[TEXTABSCHNITT]:
◆ ◆ ◆ ◆ ◆

Die Aussagen erinnern mich grad sehr stark an Sacred2 . Na da bin ich ja mal gespannt wann die ersten Klagen der User über den Kopierschutz kommen. Ich beobachte das erstmal aus der Ferne und warte ab wie sich das entwickelt.


----------



## Herbboy (25. Juni 2009)

*AW:*

naja, das mit dem Kopierschutz, da hat sich bisher bei anderen Spielen gezeigt, dass das an sich problemlos geht und nur leute, die dauernd den PC neu installieren usw., wirklich genervt sind. Und bei vielen Games wird die aktivierung dann auch nach ner Weile abgeschaltet.


*Ne Frage zum Endlosspiel:* das soll ja AFAIK der Kern des Spiels sein. In der Demo war es immer die gleiche Karte - wie ist das bei der Vollversion? Gibt es Zufallskarten, oder sucht man anfangs eine Karte aus, oder wie? Immer genau die gleiche wäre ja auch langweilig... ^^ 

Ich hol's mir, wenn es bei MM/Saturn ein paar Euro billiger als Angebot gibt - mein Juli wird nämlich eh schon teuer, aber Anno 1404, da hat mich die Demo überzeugt, da überzieh ich sogar mein Konto


----------



## Vidaro (25. Juni 2009)

*AW:*



			
				Herbboy am 25.06.2009 11:10 schrieb:
			
		

> naja, das mit dem Kopierschutz, da hat sich bisher bei anderen Spielen gezeigt, dass das an sich problemlos geht und nur leute, die dauernd den PC neu installieren usw., wirklich genervt sind. Und bei vielen Games wird die aktivierung dann auch nach ner Weile abgeschaltet.

◆ ◆ ◆ ◆ ◆

[ZEILEN]:
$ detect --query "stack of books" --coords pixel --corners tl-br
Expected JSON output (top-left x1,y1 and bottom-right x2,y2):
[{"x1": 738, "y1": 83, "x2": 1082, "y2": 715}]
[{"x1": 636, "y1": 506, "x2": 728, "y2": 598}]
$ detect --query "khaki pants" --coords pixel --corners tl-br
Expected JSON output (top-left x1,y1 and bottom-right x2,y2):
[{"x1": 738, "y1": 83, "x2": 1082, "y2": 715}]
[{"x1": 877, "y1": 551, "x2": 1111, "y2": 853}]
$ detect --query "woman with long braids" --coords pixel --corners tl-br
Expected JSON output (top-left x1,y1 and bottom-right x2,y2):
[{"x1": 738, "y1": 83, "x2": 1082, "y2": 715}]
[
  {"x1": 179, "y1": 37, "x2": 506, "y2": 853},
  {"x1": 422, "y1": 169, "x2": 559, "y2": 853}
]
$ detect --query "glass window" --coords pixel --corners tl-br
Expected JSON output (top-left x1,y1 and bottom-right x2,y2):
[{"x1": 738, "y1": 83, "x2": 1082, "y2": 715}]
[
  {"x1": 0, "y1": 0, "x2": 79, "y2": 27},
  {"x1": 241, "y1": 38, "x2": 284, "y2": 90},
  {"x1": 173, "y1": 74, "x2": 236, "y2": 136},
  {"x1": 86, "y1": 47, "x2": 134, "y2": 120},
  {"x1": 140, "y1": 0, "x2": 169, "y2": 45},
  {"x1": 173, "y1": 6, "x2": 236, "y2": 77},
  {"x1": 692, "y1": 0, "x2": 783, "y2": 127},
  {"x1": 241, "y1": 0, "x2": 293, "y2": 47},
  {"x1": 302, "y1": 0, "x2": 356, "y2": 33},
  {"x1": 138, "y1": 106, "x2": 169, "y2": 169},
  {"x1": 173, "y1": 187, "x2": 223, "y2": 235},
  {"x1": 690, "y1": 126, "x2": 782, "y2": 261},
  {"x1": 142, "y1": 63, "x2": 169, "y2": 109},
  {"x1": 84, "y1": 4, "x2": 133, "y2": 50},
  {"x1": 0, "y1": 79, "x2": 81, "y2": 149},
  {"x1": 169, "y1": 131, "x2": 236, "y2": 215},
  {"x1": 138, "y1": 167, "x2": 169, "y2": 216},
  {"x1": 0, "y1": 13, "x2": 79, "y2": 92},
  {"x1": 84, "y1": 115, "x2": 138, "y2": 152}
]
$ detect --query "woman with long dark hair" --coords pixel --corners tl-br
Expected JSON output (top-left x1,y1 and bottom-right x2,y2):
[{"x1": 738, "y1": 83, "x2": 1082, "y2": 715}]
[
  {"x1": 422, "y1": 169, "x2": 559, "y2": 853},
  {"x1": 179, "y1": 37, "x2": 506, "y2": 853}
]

◆ ◆ ◆ ◆ ◆

[HERAUSFORDERUNGEN]:
(1) Beantworte diese Fragen zum Forumsbeitrag über den Kopierschutz:
(a) An welches Spiel erinnern den ersten Schreiber die Aussagen?
(b) Welche Leute sind laut Herbboy vom Kopierschutz wirklich genervt?
(c) Bei welchen Geschäften will Herbboy das Spiel kaufen, sobald es dort ein paar Euro billiger angeboten wird?
(2) Nenne alle Namen von Spielen, Forenmitgliedern und Geschäften, die im Textabschnitt vorkommen. Führe jeden Namen nur einmal auf.
(3) Wiederhole aus dem Textabschnitt alles ab „Die Aussagen erinnern“ bis hinunter zu „sich das entwickelt.“ wortgetreu.

[LÖSUNGEN]:
(1)
(a) An Sacred2.
(b) Leute, die dauernd den PC neu installieren.
(c) Bei MM/Saturn.

(2) Sacred2, Herbboy, Vidaro, MM, Saturn, Anno 1404

(3)
Die Aussagen erinnern mich grad sehr stark an Sacred2 . Na da bin ich ja mal gespannt wann die ersten Klagen der User über den Kopierschutz kommen. Ich beobachte das erstmal aus der Ferne und warte ab wie sich das entwickelt.